Activity: Exactly retype the lines from the top of the data through the line containing "Segment out girl's nose from the image above.", leaving out every picture.

+-------+

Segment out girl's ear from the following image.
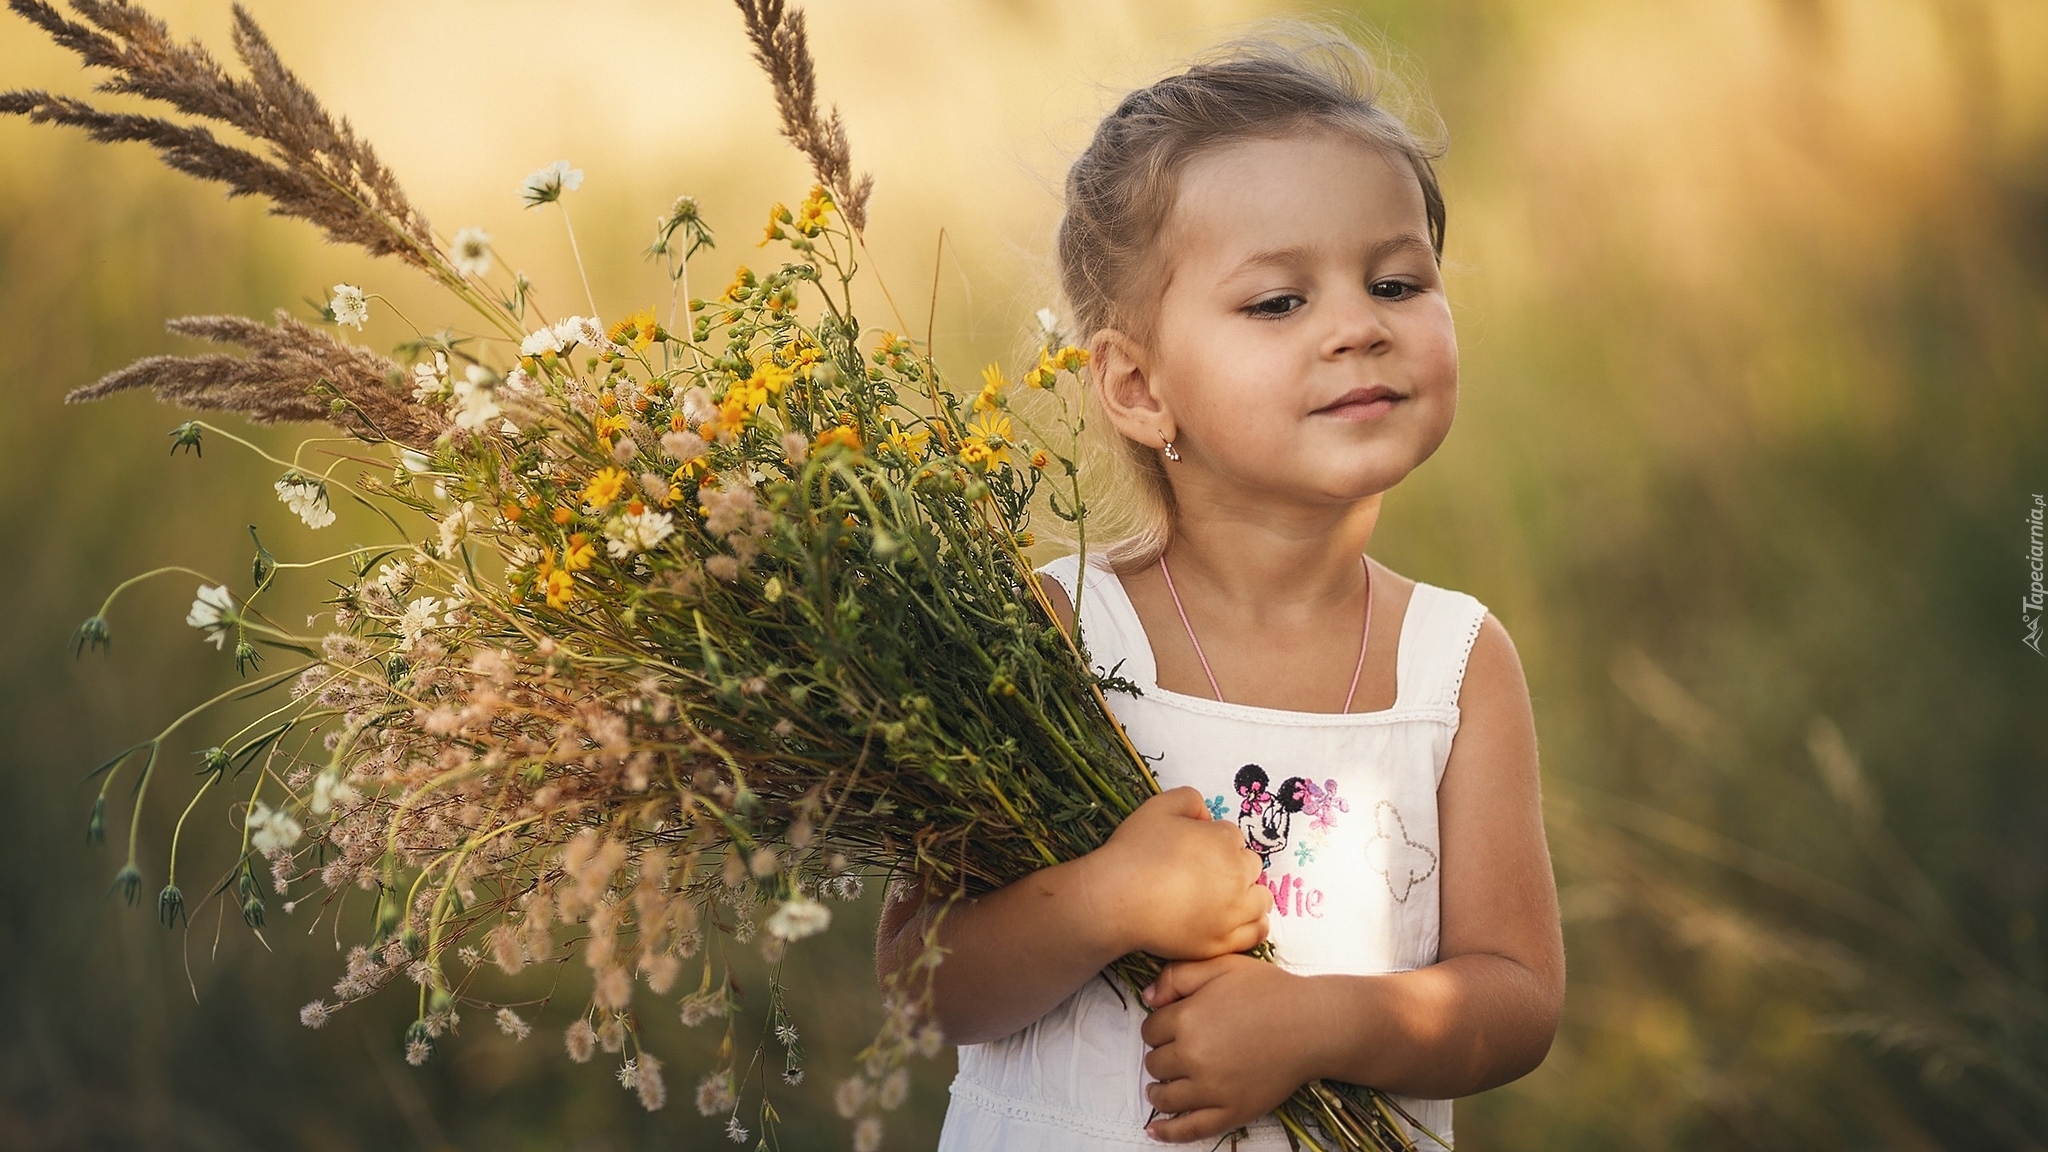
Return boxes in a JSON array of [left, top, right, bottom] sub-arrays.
[[1090, 328, 1174, 449]]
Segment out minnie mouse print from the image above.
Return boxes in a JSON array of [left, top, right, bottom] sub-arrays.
[[1233, 764, 1313, 865]]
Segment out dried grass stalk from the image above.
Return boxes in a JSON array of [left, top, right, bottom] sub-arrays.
[[733, 0, 873, 231], [0, 0, 438, 267], [69, 311, 442, 446]]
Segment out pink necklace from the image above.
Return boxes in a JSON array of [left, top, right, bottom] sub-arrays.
[[1157, 552, 1373, 712]]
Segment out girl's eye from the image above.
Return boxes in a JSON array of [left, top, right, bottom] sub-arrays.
[[1247, 294, 1304, 318], [1369, 279, 1419, 300]]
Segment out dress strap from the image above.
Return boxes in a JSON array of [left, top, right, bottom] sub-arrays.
[[1393, 583, 1490, 713], [1035, 554, 1158, 689]]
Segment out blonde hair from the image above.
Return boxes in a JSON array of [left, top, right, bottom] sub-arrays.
[[1055, 24, 1446, 569]]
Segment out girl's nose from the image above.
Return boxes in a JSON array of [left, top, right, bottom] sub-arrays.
[[1321, 287, 1394, 359]]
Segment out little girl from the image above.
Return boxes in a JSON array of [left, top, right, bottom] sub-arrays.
[[879, 29, 1564, 1150]]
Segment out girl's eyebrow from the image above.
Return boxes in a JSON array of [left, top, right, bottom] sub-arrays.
[[1225, 232, 1434, 279], [1367, 232, 1436, 263]]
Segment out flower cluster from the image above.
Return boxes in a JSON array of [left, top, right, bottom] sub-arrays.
[[47, 4, 1424, 1144]]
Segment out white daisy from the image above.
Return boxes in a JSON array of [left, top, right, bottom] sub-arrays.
[[411, 352, 450, 403], [552, 315, 605, 349], [330, 284, 369, 329], [604, 507, 675, 559], [451, 367, 500, 432], [274, 474, 336, 529], [519, 326, 564, 357], [185, 584, 235, 649], [438, 502, 480, 556], [451, 227, 492, 277], [519, 159, 583, 207], [397, 596, 444, 653]]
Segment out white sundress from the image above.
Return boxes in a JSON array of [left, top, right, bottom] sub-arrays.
[[936, 552, 1487, 1152]]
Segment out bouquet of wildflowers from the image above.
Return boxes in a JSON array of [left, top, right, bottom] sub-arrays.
[[7, 1, 1433, 1147]]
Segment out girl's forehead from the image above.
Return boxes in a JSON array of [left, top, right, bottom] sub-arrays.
[[1165, 133, 1428, 261]]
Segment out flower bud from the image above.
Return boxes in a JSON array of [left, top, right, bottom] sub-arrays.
[[157, 884, 186, 928], [167, 421, 203, 457], [71, 615, 112, 658], [111, 864, 142, 907]]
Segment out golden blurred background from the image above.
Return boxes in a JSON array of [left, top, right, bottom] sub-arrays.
[[2, 0, 2044, 1147]]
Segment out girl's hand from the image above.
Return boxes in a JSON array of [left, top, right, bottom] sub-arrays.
[[1081, 786, 1269, 961], [1138, 955, 1319, 1143]]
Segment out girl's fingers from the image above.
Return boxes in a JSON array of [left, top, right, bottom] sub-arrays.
[[1139, 998, 1181, 1045], [1146, 1105, 1238, 1144], [1143, 955, 1233, 1009], [1144, 1073, 1208, 1116], [1142, 1041, 1187, 1082]]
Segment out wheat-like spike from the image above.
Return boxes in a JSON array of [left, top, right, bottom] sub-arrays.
[[68, 311, 443, 447], [2, 0, 438, 267], [733, 0, 872, 231]]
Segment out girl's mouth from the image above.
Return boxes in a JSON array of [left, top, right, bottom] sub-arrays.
[[1311, 386, 1402, 421]]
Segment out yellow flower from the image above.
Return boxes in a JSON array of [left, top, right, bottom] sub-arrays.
[[1030, 449, 1050, 470], [795, 185, 833, 236], [760, 203, 791, 245], [883, 421, 930, 459], [594, 412, 631, 442], [873, 330, 912, 370], [1025, 344, 1091, 388], [544, 568, 576, 609], [974, 363, 1007, 413], [721, 266, 755, 304], [581, 466, 628, 508], [564, 532, 597, 571], [813, 425, 862, 455], [552, 505, 575, 525], [607, 307, 663, 352], [779, 333, 821, 369], [962, 410, 1014, 471]]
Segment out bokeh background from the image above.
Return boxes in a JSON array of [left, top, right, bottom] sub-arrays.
[[2, 0, 2044, 1148]]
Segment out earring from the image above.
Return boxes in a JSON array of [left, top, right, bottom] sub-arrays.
[[1162, 437, 1181, 463]]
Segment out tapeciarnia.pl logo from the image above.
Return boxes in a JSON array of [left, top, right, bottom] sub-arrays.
[[2026, 494, 2045, 656]]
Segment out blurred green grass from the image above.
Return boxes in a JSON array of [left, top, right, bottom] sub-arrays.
[[2, 0, 2044, 1148]]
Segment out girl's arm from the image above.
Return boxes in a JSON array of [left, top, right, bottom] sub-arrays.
[[1139, 614, 1565, 1142], [877, 788, 1272, 1046], [877, 785, 1270, 1046]]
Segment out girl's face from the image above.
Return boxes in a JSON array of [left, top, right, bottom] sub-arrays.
[[1096, 131, 1458, 510]]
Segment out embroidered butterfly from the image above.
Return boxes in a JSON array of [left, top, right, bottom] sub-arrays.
[[1363, 800, 1438, 903]]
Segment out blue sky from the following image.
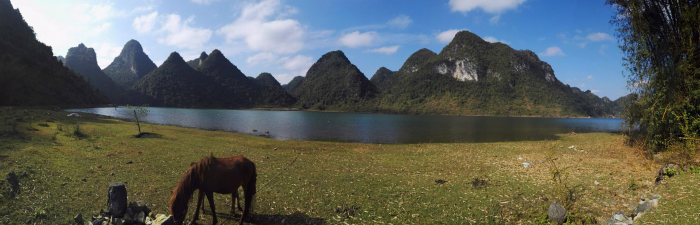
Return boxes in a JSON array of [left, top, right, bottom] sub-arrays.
[[11, 0, 630, 100]]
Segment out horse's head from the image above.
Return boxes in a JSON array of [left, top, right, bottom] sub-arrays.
[[169, 187, 189, 225]]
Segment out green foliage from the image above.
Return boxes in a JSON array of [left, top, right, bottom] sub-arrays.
[[663, 167, 678, 177], [690, 166, 700, 174], [609, 0, 700, 151], [0, 0, 109, 106]]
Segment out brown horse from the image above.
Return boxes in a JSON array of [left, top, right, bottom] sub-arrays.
[[170, 154, 257, 225]]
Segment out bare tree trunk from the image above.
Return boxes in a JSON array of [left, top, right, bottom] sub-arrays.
[[133, 110, 141, 134]]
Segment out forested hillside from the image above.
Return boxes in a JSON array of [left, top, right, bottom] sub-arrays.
[[0, 0, 109, 106]]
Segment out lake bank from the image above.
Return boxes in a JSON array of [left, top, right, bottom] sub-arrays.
[[0, 108, 695, 224], [67, 107, 625, 144]]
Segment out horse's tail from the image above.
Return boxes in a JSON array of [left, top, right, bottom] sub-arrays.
[[240, 170, 257, 224]]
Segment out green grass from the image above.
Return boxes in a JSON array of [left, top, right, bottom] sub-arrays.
[[0, 108, 679, 224]]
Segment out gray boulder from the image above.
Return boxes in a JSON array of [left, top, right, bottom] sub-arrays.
[[134, 211, 145, 225], [548, 201, 567, 224], [606, 211, 633, 225], [107, 182, 128, 217], [632, 195, 661, 220], [130, 200, 151, 215]]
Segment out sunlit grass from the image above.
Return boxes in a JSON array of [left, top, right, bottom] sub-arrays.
[[0, 108, 677, 224]]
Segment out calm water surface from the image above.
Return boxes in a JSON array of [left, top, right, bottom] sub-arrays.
[[68, 107, 624, 144]]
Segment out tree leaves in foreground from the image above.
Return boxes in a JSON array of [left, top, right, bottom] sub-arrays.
[[608, 0, 700, 151]]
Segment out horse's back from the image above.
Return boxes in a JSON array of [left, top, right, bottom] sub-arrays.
[[201, 155, 255, 193]]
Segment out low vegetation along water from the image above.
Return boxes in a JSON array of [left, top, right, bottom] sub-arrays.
[[68, 107, 625, 144]]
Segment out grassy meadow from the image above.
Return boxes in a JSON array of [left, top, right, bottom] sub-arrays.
[[0, 108, 697, 224]]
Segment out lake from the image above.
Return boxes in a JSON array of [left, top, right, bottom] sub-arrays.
[[67, 107, 625, 144]]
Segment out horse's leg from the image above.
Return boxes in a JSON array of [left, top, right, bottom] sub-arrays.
[[191, 190, 204, 225], [232, 190, 243, 215], [205, 191, 218, 225]]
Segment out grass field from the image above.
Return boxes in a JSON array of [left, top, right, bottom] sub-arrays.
[[0, 108, 696, 224]]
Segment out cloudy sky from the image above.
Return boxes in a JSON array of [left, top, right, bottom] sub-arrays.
[[11, 0, 629, 99]]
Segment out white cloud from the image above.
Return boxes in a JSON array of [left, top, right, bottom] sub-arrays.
[[591, 90, 601, 93], [489, 15, 500, 24], [387, 15, 412, 29], [587, 75, 593, 80], [10, 1, 127, 57], [246, 52, 277, 66], [338, 31, 378, 48], [586, 32, 615, 41], [93, 43, 123, 69], [364, 45, 400, 55], [191, 0, 220, 5], [449, 0, 527, 14], [88, 23, 112, 36], [580, 83, 586, 87], [436, 29, 461, 43], [539, 46, 565, 57], [483, 36, 508, 44], [217, 0, 305, 54], [133, 12, 158, 34], [158, 14, 212, 49], [279, 55, 314, 71]]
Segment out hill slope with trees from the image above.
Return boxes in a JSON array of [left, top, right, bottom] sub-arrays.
[[64, 43, 124, 103], [0, 0, 109, 106], [103, 40, 157, 89]]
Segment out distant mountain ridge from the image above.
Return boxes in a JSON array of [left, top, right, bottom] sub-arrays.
[[291, 51, 378, 110], [64, 43, 124, 103], [0, 0, 109, 106], [103, 40, 157, 88]]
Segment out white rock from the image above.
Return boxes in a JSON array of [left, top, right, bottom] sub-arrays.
[[67, 113, 80, 117], [523, 162, 531, 168]]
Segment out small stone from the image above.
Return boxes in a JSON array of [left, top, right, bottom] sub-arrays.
[[594, 180, 600, 185], [82, 178, 87, 182], [632, 197, 660, 219], [126, 208, 134, 218], [617, 190, 624, 195], [74, 213, 84, 225], [606, 211, 632, 225], [62, 182, 67, 186], [134, 211, 145, 224], [522, 162, 531, 168], [126, 161, 133, 165], [151, 214, 173, 225], [111, 172, 115, 176], [611, 200, 617, 205], [145, 216, 153, 225], [130, 200, 151, 216], [548, 201, 567, 224]]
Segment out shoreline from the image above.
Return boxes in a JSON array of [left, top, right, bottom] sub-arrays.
[[60, 105, 608, 119]]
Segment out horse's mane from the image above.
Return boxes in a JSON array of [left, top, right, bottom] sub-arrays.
[[169, 153, 217, 213]]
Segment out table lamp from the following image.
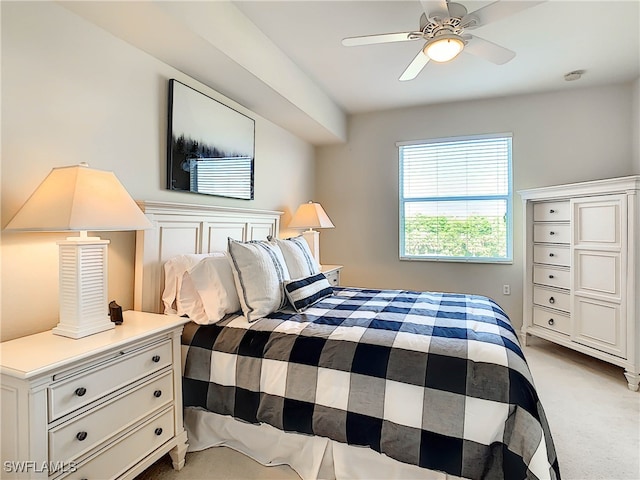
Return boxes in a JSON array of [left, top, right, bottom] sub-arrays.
[[4, 163, 153, 338], [288, 201, 334, 265]]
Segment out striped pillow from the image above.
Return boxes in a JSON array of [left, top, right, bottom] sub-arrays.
[[228, 238, 290, 322], [268, 235, 320, 279], [284, 273, 333, 312]]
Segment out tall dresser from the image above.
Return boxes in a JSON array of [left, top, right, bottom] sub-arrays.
[[519, 176, 640, 391]]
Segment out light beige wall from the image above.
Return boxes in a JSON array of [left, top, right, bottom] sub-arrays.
[[316, 83, 636, 327], [1, 2, 314, 341], [633, 78, 640, 174]]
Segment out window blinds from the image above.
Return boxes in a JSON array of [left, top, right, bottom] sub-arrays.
[[399, 134, 512, 262]]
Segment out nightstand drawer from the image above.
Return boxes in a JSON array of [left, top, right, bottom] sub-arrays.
[[66, 407, 175, 480], [320, 265, 342, 287], [49, 370, 173, 464], [49, 338, 172, 421], [324, 270, 340, 286]]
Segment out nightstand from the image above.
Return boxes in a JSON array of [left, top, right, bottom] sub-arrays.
[[321, 265, 343, 287], [0, 311, 189, 479]]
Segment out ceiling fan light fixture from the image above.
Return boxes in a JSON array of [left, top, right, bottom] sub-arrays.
[[423, 34, 465, 62]]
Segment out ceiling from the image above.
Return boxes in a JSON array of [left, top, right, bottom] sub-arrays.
[[62, 1, 639, 145]]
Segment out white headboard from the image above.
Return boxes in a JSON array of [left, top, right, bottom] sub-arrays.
[[134, 200, 282, 314]]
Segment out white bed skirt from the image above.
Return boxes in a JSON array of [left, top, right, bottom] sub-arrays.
[[184, 407, 458, 480]]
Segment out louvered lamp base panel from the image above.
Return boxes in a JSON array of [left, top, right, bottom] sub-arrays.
[[55, 241, 113, 339]]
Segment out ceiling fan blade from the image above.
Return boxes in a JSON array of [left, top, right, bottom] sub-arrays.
[[469, 1, 545, 27], [464, 34, 515, 65], [419, 0, 449, 18], [342, 32, 417, 47], [399, 50, 430, 81]]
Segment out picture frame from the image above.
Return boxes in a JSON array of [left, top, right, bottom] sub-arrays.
[[167, 79, 255, 200]]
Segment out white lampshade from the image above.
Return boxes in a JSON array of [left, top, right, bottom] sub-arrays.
[[5, 163, 152, 339], [288, 201, 334, 266], [6, 163, 153, 232], [288, 201, 335, 230], [423, 34, 465, 63]]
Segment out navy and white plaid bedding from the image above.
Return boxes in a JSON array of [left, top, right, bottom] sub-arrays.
[[182, 287, 560, 480]]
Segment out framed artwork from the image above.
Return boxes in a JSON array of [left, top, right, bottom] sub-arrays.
[[167, 79, 255, 200]]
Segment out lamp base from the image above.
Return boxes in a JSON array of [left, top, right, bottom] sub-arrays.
[[53, 318, 114, 339], [301, 229, 321, 266], [54, 237, 112, 339]]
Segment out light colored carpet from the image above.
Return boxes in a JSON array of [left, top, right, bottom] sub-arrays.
[[137, 336, 640, 479]]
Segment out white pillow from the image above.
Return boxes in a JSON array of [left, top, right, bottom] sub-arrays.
[[162, 252, 225, 315], [269, 235, 320, 279], [228, 238, 291, 322], [177, 271, 208, 324], [186, 255, 241, 324]]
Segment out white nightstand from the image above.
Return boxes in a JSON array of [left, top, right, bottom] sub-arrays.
[[0, 311, 189, 479], [321, 265, 343, 287]]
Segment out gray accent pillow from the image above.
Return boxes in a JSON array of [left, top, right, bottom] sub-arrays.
[[269, 235, 320, 279], [228, 238, 291, 322]]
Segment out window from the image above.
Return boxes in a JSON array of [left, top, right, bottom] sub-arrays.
[[398, 133, 512, 263]]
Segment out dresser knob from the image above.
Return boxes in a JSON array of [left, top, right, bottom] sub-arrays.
[[154, 390, 162, 398], [152, 355, 161, 363], [549, 231, 555, 235], [76, 431, 88, 441], [548, 318, 555, 326], [75, 387, 87, 397], [549, 253, 555, 257], [154, 428, 163, 436], [549, 275, 555, 279], [549, 297, 555, 304], [549, 209, 555, 213]]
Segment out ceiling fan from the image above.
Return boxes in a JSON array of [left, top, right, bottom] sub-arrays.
[[342, 0, 545, 81]]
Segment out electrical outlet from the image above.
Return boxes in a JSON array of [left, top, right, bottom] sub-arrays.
[[503, 284, 511, 295]]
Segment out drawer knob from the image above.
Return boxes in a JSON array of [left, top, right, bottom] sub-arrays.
[[76, 431, 88, 441], [75, 387, 87, 397], [152, 355, 161, 363], [549, 209, 555, 213], [549, 231, 555, 235], [548, 275, 555, 279], [154, 390, 162, 398], [154, 427, 163, 436], [549, 253, 555, 257], [548, 318, 555, 326], [549, 297, 555, 304]]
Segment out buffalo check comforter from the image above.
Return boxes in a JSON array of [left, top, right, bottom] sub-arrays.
[[182, 287, 560, 480]]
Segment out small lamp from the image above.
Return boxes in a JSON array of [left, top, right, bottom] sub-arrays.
[[4, 163, 153, 339], [288, 201, 334, 265]]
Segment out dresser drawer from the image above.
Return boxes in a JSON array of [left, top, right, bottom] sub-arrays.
[[533, 307, 570, 335], [533, 244, 570, 267], [65, 407, 175, 480], [533, 224, 571, 244], [49, 370, 173, 464], [533, 265, 571, 289], [533, 201, 570, 222], [49, 339, 172, 421], [533, 286, 571, 312]]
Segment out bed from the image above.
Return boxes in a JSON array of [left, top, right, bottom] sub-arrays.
[[134, 201, 560, 480]]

+-------+

Expected answer:
Segment out girl's ear from the following image.
Return boxes in a JSON array of [left, top, right, bottom] sub-arrays.
[[1090, 328, 1174, 449]]
Segment out minnie mouse print from the image above.
Return boxes in a JSON array of [left, top, right, bottom] sub-arrays.
[[1233, 764, 1313, 865]]
Segment out dried grass stalk from the image above.
Return boxes in a JSON array of [left, top, right, bottom] sub-arrays.
[[733, 0, 873, 231], [0, 0, 438, 267], [69, 311, 442, 446]]
Segment out pink necklace from the image above.
Return boxes in a JSON array of [left, top, right, bottom] sub-arrays.
[[1157, 552, 1373, 712]]
Segment out girl's eye from the image above.
Return boxes in a JSON array of [left, top, right, bottom] sub-arrays.
[[1247, 294, 1304, 318], [1369, 279, 1419, 300]]
Segment out dress strap from the image above.
Return boxes in a JSON array of [left, top, right, bottom] sub-arrays.
[[1393, 583, 1490, 713], [1035, 554, 1158, 689]]
Segment out blonde hair from the image above.
Return boxes in a JSON array of [left, top, right, bottom] sub-arrays.
[[1055, 24, 1446, 569]]
Segment out girl's nose from the image above.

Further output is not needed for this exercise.